■ SET EXERCISE A:
According to the battery post, how many amp hours were on the back in total?
■ SET EXERCISE B:
In the battery post, rewrite the passage from "Korean war batteries stayed" up to and including "of the rotor.", substituting "lawn tractor batteries" for "garden starter batteries".
■ SET EXERCISE C:
Decide whether each statement agrees with the battery post, answering yes or no and quoting the words that settle it: (i) The Korean war batteries were swapped between front and back. (ii) A single coil SG with 7-8 power windings and a trigger draws around 20 watts. (iii) The front held a single garden starter battery.

■ DOCUMENT EXCERPT:

No, on the front was a single garden starter battery - those things are ballpark around maybe 12ah. Being starter batteries, they of course don't have an amp hour rating, but ballpark can divide the CCA by 10 and that will give a ballpark. But over all the time using those things, they seem to be around a 12ah just from experience. That was the only thing on the front.



On the back, it was the 4 x 12v strings of those Korean war batteries that were constants. Those were ballpark around 12ah each for 48ah + another garden starter battery on the back at 12ah for 60ah total.



12 on front and 60 on back.



Korean war batteries stayed on the back and never got swapped. Just the garden starter batteries on front and back were swapped back and forth.


That's around 7-8 watts draw from the front battery at c20 but again a starter battery so the numbers don't exactly work out but close enough for ballpark estimates. The machine probably drew more. With one coil on either side of the rotor - I don't know. I'll measure the draw when I have time. A single coil SG with 7-8 power windings and a trigger draws around 20 watts ballpark. It's probably not too far from that for both coils on either side of the rotor.

■ PROVIDED MATERIAL:
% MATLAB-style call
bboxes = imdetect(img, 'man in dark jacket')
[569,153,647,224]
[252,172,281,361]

■ RESPONSE A:
60ah

■ RESPONSE B:
Korean war batteries stayed on the back and never got swapped. Just the lawn tractor batteries on front and back were swapped back and forth.


That's around 7-8 watts draw from the front battery at c20 but again a starter battery so the numbers don't exactly work out but close enough for ballpark estimates. The machine probably drew more. With one coil on either side of the rotor - I don't know. I'll measure the draw when I have time. A single coil SG with 7-8 power windings and a trigger draws around 20 watts ballpark. It's probably not too far from that for both coils on either side of the rotor.

■ RESPONSE C:
(i) No: "Korean war batteries stayed on the back and never got swapped."
(ii) Yes: "A single coil SG with 7-8 power windings and a trigger draws around 20 watts ballpark."
(iii) Yes: "on the front was a single garden starter battery"